List every line in the records that contains the word "worker".

(Records of named objects with pointed locations)
[BEGIN]
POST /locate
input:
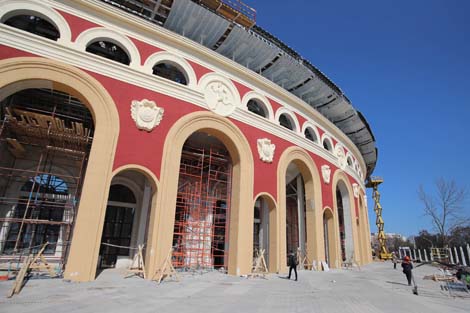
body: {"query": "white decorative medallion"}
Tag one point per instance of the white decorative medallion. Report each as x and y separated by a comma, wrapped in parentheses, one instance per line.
(219, 98)
(146, 114)
(326, 173)
(356, 190)
(266, 150)
(339, 152)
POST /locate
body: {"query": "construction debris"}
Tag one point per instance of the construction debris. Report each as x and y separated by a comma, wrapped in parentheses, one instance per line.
(31, 263)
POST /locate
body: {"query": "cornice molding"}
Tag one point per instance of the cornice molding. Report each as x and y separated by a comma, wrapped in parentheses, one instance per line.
(158, 36)
(24, 41)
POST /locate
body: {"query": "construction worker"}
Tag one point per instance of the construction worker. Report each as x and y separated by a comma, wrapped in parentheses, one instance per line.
(407, 267)
(394, 260)
(292, 262)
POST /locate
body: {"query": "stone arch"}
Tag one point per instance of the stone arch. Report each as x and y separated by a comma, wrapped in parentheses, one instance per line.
(101, 33)
(241, 219)
(273, 229)
(140, 197)
(310, 126)
(327, 143)
(10, 8)
(173, 59)
(81, 264)
(340, 180)
(313, 200)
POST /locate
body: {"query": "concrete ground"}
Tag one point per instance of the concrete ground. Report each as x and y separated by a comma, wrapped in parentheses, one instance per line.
(375, 288)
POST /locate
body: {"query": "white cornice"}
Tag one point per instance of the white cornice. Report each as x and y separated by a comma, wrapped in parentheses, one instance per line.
(25, 41)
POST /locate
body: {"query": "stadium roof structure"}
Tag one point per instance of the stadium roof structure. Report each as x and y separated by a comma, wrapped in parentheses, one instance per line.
(229, 29)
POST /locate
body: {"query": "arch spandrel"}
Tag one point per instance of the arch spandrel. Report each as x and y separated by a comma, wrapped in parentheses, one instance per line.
(241, 220)
(340, 178)
(313, 201)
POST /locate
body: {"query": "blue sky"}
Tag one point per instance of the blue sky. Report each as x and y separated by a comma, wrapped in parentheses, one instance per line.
(406, 66)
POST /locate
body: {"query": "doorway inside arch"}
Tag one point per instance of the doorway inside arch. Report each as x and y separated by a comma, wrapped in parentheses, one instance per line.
(296, 231)
(344, 221)
(261, 229)
(45, 141)
(329, 238)
(201, 229)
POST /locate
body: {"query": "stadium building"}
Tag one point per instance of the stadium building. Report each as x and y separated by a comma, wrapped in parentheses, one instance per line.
(178, 125)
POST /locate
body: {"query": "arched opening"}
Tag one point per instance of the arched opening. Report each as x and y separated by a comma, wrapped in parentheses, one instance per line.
(310, 135)
(45, 141)
(126, 221)
(202, 215)
(329, 238)
(264, 230)
(256, 107)
(117, 228)
(109, 50)
(343, 206)
(327, 145)
(296, 230)
(35, 25)
(286, 121)
(170, 72)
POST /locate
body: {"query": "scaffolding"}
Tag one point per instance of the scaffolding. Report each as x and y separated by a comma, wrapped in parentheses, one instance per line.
(200, 240)
(373, 183)
(45, 138)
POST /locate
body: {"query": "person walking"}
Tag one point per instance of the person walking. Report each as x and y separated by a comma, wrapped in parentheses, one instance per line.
(407, 267)
(394, 260)
(292, 262)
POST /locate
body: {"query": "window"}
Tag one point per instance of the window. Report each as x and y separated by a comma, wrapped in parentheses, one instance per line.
(310, 134)
(255, 107)
(286, 122)
(327, 145)
(35, 25)
(109, 51)
(171, 72)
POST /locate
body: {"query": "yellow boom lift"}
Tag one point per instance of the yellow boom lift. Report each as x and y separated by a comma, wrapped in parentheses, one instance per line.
(373, 182)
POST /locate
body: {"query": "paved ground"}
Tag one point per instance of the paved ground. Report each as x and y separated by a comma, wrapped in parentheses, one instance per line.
(375, 288)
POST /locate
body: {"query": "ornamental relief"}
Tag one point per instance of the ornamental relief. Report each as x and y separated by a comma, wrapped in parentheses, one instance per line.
(219, 98)
(326, 173)
(266, 150)
(339, 153)
(356, 190)
(146, 114)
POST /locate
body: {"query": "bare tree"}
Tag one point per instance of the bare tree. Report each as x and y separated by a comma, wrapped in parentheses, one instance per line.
(446, 209)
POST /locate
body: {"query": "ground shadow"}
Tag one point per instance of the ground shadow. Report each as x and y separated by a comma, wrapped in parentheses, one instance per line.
(395, 283)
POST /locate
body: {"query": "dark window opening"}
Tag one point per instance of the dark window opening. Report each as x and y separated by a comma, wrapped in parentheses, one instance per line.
(255, 107)
(310, 135)
(327, 145)
(35, 25)
(109, 51)
(171, 72)
(285, 121)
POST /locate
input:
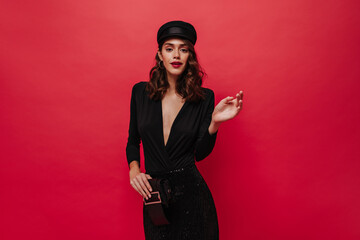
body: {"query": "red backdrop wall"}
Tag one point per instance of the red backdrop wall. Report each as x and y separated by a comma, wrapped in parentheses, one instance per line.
(286, 168)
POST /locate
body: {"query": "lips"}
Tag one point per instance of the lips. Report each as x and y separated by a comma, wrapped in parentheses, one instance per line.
(176, 64)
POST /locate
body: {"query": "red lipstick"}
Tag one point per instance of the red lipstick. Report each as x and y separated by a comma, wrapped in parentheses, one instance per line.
(176, 64)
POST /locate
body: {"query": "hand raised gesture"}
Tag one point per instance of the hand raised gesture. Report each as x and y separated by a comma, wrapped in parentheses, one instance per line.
[END]
= The solution =
body: {"query": "construction worker"}
Tag one point per instance of the construction worker. Report each as x and y separated by a comma, wrapped in parentheses, one instance per line.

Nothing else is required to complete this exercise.